Text block =
==================================================
Despite news that the West Africa Ebola outbreak was nearly over, new cases continue to affect Guinea and Sierra Leone. Pictured, children come forward to get their feet disinfected after a Red Cross worker explained that they are spraying bleach, and not spraying the village with the Ebola virus, in Forecariah, Guinea, Jan. 30, 2015. Reuters

Ebola cases spiked in Guinea and Sierra Leone for the second week in a row, according to the World Health Organization’s latest figures. The unexpected rise in cases has marked a turning point in the effort to snuff out the West Africa Ebola outbreak that has killed thousands since late-2014. Despite recent encouraging news that the deadly epidemic was nearly over, the new cases show some countries are still struggling to end the outbreak once and for all.
==================================================
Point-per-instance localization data
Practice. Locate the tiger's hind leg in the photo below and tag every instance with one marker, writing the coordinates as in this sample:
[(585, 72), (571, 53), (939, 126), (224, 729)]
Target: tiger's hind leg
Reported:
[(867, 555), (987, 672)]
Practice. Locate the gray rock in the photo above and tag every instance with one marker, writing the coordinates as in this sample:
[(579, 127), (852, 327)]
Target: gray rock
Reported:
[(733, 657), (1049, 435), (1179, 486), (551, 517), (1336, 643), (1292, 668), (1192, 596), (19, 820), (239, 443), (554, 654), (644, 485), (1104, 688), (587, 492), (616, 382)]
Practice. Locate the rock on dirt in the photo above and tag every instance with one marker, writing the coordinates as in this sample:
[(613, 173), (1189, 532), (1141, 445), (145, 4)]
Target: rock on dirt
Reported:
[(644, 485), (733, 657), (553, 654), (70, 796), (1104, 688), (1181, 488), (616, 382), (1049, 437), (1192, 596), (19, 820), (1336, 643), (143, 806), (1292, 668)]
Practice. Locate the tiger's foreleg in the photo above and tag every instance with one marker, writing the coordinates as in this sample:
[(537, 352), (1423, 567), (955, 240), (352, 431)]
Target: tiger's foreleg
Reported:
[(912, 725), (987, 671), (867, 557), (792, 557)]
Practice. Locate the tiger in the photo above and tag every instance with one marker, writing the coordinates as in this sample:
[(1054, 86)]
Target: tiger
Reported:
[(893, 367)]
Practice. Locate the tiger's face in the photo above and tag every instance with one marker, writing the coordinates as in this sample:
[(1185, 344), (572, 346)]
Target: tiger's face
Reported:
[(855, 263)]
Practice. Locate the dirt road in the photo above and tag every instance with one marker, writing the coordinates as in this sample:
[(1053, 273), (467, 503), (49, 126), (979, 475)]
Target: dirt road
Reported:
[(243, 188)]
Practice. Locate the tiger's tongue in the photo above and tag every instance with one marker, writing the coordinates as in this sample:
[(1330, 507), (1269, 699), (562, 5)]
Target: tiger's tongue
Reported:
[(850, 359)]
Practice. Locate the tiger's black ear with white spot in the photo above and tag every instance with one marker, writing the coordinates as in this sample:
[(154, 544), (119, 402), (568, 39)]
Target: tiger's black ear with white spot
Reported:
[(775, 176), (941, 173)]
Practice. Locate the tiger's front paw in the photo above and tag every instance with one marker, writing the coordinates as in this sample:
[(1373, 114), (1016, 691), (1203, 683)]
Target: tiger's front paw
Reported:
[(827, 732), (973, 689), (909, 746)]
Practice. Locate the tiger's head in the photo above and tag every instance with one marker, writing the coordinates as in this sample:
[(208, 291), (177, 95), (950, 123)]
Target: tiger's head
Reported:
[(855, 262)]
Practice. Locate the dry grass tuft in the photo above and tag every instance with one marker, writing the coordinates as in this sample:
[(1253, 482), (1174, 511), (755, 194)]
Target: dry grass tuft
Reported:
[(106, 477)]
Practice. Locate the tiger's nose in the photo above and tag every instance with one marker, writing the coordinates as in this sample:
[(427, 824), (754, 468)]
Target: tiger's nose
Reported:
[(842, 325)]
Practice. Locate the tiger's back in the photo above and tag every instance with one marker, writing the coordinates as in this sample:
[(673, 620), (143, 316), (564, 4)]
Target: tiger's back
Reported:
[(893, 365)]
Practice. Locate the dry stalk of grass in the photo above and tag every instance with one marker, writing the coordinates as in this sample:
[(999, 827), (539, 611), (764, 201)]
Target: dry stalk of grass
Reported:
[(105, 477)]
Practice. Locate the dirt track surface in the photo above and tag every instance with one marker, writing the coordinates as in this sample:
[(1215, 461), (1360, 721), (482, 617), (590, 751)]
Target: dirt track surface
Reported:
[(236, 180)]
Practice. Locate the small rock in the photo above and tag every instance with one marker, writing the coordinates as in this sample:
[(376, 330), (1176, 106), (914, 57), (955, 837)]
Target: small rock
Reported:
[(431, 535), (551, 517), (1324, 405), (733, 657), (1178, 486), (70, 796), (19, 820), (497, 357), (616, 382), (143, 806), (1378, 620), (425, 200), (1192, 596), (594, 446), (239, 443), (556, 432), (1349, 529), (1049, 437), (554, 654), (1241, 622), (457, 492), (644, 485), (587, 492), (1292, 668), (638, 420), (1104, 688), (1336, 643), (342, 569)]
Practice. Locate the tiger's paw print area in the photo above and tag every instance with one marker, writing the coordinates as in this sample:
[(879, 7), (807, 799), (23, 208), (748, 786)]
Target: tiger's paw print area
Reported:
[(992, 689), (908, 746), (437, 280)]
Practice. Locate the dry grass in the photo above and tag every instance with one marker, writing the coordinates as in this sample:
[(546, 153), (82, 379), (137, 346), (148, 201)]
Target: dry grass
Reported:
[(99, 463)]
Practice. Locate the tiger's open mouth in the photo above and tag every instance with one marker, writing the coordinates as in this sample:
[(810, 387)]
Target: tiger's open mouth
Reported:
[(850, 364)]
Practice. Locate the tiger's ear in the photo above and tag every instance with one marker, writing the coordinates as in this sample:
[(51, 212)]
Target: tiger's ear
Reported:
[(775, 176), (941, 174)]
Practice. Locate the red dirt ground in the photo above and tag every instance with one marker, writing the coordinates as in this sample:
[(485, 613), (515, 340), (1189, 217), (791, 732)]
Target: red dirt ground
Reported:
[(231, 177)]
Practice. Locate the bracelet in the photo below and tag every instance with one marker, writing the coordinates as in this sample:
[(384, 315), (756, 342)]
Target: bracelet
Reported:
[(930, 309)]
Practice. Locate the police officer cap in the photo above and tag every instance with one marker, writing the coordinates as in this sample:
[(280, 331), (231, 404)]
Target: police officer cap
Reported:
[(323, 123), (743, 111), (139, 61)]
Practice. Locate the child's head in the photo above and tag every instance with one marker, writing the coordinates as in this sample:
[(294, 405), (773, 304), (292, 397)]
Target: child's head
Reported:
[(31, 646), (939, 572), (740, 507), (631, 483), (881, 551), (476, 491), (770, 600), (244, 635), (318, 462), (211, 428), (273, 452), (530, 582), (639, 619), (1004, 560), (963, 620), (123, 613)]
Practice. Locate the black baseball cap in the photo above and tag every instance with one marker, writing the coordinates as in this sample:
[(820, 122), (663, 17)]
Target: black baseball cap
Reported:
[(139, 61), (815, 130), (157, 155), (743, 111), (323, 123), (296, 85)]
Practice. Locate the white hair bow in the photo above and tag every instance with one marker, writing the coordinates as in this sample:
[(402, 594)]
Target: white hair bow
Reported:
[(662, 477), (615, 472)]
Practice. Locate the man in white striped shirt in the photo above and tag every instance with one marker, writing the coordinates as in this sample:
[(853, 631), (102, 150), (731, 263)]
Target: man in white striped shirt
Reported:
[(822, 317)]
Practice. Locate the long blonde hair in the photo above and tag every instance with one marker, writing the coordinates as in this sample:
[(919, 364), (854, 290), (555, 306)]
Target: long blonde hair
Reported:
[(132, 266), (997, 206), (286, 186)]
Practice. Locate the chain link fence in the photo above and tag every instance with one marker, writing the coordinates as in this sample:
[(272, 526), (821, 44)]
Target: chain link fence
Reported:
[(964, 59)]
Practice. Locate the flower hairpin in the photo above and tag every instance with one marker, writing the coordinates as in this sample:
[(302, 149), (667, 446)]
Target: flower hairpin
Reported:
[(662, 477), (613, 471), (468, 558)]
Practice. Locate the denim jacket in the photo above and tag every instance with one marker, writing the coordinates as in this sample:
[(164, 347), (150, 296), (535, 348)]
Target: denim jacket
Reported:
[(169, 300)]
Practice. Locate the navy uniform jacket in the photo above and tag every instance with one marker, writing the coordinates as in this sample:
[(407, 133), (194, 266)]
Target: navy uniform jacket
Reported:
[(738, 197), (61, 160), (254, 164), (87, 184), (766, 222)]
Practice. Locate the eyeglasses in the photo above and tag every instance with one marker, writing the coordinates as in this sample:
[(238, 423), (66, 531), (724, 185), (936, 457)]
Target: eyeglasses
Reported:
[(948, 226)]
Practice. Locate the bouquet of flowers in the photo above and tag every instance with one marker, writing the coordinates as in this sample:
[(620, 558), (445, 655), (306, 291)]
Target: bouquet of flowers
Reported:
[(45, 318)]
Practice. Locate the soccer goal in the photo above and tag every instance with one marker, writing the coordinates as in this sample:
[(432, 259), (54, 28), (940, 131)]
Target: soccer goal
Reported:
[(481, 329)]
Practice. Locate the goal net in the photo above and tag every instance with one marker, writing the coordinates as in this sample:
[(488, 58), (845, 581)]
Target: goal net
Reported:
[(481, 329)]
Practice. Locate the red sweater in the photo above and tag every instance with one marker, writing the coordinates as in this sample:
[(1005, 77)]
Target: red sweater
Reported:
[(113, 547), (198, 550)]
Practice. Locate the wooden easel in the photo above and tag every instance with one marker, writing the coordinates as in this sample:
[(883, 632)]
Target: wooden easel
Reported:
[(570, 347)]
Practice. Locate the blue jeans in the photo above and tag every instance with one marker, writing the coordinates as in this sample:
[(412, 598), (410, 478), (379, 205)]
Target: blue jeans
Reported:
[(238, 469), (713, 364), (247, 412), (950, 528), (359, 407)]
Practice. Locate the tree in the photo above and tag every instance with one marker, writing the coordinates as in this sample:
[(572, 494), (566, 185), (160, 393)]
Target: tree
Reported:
==================================================
What the exercise asks = Reproduce the passage of the Ebola news text starting at "Despite news that" and ending at "and for all.".

Output =
Despite news that the West Africa Ebola outbreak was nearly over, new cases continue to affect Guinea and Sierra Leone. Pictured, children come forward to get their feet disinfected after a Red Cross worker explained that they are spraying bleach, and not spraying the village with the Ebola virus, in Forecariah, Guinea, Jan. 30, 2015. Reuters

Ebola cases spiked in Guinea and Sierra Leone for the second week in a row, according to the World Health Organization’s latest figures. The unexpected rise in cases has marked a turning point in the effort to snuff out the West Africa Ebola outbreak that has killed thousands since late-2014. Despite recent encouraging news that the deadly epidemic was nearly over, the new cases show some countries are still struggling to end the outbreak once and for all.